Your output should contain every record, unchanged.

** Opening Record excerpts block **

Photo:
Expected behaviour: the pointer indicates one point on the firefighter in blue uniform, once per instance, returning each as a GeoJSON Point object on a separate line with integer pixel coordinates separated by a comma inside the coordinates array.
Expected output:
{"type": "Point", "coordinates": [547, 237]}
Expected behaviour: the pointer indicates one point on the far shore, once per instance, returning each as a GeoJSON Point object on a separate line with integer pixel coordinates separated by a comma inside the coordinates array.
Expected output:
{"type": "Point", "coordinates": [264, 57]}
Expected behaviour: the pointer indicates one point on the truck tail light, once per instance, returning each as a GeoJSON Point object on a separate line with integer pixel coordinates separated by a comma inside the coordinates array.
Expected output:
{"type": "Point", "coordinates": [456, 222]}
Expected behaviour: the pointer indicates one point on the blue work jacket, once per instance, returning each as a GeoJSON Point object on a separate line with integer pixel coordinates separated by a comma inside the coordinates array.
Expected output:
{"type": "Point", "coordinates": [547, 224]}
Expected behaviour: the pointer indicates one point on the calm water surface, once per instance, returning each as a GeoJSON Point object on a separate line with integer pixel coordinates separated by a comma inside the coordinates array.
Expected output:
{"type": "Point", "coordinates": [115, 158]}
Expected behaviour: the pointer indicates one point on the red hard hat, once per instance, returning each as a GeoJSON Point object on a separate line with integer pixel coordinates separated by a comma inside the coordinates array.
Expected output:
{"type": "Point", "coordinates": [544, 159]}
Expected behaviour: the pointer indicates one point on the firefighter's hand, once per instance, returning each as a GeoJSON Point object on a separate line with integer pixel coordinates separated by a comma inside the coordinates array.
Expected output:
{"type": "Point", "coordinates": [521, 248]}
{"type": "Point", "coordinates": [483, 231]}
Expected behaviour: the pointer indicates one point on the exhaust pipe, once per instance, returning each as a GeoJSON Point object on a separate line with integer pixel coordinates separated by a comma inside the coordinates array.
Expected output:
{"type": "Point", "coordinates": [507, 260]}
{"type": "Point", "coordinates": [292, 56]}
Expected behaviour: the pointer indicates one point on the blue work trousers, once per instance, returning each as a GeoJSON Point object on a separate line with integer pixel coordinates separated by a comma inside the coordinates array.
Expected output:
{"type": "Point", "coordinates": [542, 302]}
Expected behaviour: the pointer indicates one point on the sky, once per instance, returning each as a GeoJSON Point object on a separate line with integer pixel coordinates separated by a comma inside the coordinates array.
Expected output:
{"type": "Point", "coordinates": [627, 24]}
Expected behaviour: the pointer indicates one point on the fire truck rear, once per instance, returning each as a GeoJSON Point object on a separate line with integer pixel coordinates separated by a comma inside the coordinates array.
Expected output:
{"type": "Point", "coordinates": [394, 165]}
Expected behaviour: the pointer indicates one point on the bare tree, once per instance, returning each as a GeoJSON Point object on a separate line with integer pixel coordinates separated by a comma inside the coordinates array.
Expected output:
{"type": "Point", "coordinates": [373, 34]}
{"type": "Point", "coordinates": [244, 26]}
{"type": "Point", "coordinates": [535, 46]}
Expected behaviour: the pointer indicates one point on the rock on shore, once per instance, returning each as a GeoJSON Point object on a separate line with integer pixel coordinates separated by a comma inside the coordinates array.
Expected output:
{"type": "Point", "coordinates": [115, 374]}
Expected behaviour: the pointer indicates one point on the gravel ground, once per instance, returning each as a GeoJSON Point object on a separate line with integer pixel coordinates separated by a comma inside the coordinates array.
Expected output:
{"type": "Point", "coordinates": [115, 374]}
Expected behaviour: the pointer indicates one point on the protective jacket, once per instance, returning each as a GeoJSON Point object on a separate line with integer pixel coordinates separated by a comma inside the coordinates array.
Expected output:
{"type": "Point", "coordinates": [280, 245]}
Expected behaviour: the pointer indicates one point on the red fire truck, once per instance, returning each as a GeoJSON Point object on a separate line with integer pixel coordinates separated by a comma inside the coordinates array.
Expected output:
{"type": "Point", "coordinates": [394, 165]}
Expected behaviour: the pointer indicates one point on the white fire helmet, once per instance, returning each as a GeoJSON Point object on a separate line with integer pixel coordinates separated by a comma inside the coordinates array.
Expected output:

** Closing Record excerpts block **

Response:
Photo:
Expected behaviour: the pointer indicates one point on the firefighter in blue uniform, once per instance, returning each as a GeoJSON Point object on a separate line with integer pixel coordinates separated by a comma inside the coordinates array.
Expected output:
{"type": "Point", "coordinates": [547, 237]}
Expected behaviour: the pointer indicates one point on the far shore, once per instance, returning each as a GeoJSON Point object on a separate line with integer pixel coordinates separated by a comma inside the coordinates array.
Expected output:
{"type": "Point", "coordinates": [264, 57]}
Expected behaviour: the pointer indicates one point on the truck tail light, once per instance, returning each as a GeoJSON Point object on a separate line with integer pixel coordinates separated by a comma inside the coordinates array.
Expected output:
{"type": "Point", "coordinates": [456, 222]}
Expected behaviour: the pointer indicates one point on the blue work jacket, once per instance, returning each as a GeoJSON Point object on a separate line with integer pixel coordinates separated by a comma inside the coordinates array.
Expected output:
{"type": "Point", "coordinates": [547, 224]}
Expected behaviour: the pointer indicates one point on the calm water surface, once per instance, returning each as a GeoJSON Point object on a separate line with integer pixel coordinates separated by a comma inside the coordinates array.
Expected output:
{"type": "Point", "coordinates": [115, 158]}
Expected behaviour: the pointer indicates one point on the red hard hat, once per instance, returning each as a GeoJSON Point object on a separate line with integer pixel coordinates separated by a comma inside the coordinates array.
Expected output:
{"type": "Point", "coordinates": [544, 159]}
Expected behaviour: the pointer indicates one point on the firefighter's hand, once per instance, returning each as a GeoJSON Point object on a separate line with integer pixel coordinates separated by a comma inside the coordinates array.
Expected output:
{"type": "Point", "coordinates": [521, 248]}
{"type": "Point", "coordinates": [483, 231]}
Expected behaviour: the pointer indicates one point on the exhaust pipe, once per instance, returning each as a GeoJSON Point object on a separate line with integer pixel coordinates separated by a comma inside the coordinates array.
Expected output:
{"type": "Point", "coordinates": [507, 260]}
{"type": "Point", "coordinates": [292, 56]}
Expected behaviour: the pointer indicates one point on the blue work trousers, once per instance, returning each as a GeoJSON Point object on a separate line with integer pixel coordinates separated by a comma inside the coordinates array.
Expected output:
{"type": "Point", "coordinates": [542, 302]}
Expected behaviour: the pointer indicates one point on the sky, once per instance, returning each as a GeoJSON Point object on a separate line with integer pixel coordinates separated by a comma inside the coordinates array.
Expected output:
{"type": "Point", "coordinates": [627, 24]}
Expected behaviour: the pointer indicates one point on the fire truck rear, once per instance, returning each as a GeoJSON Point object on a separate line with integer pixel coordinates separated by a comma inside the coordinates array.
Expected output:
{"type": "Point", "coordinates": [394, 165]}
Expected behaviour: the pointer indicates one point on the bare tree, once per instance, returning each as a GeoJSON Point object on a separate line with integer pixel coordinates separated by a comma inside the coordinates array.
Expected output:
{"type": "Point", "coordinates": [373, 34]}
{"type": "Point", "coordinates": [244, 26]}
{"type": "Point", "coordinates": [535, 46]}
Expected behaviour: the pointer indicates one point on the rock on shore, once per instance, returning each as a GeoJSON Point object on a separate line with integer pixel coordinates separated by a comma inside the coordinates array.
Expected output:
{"type": "Point", "coordinates": [115, 374]}
Expected behaviour: the pointer indicates one point on the gravel ground, once per instance, returning each as a GeoJSON Point object on a separate line with integer pixel coordinates separated by a comma inside the coordinates array.
Expected output:
{"type": "Point", "coordinates": [115, 374]}
Expected behaviour: the pointer indicates one point on the protective jacket, once per instance, returning each as a GeoJSON Point object on a separate line with integer pixel coordinates separated by a comma inside the coordinates array.
Expected output:
{"type": "Point", "coordinates": [280, 245]}
Expected behaviour: the pointer indicates one point on the red fire truck, once per instance, returning each as a GeoJSON Point object on a separate line with integer pixel coordinates separated by a comma inside the coordinates array.
Expected output:
{"type": "Point", "coordinates": [394, 165]}
Expected behaviour: the pointer indicates one point on the white fire helmet, once per instance, returning each as a GeoJSON Point object on a separate line with integer pixel coordinates separated by a comma inside the coordinates array.
Expected output:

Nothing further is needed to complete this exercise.